====== The data

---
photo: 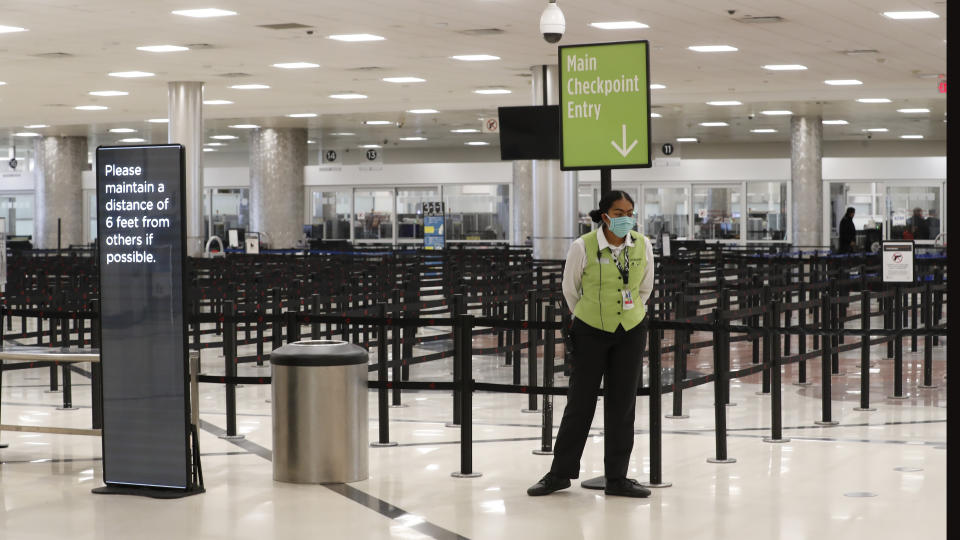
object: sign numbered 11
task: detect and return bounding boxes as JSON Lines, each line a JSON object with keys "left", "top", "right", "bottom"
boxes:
{"left": 559, "top": 40, "right": 651, "bottom": 170}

============

> **Your task**
The total is all that is wanted here: please count the lines of the material that contain the word "object".

> **Expected output**
2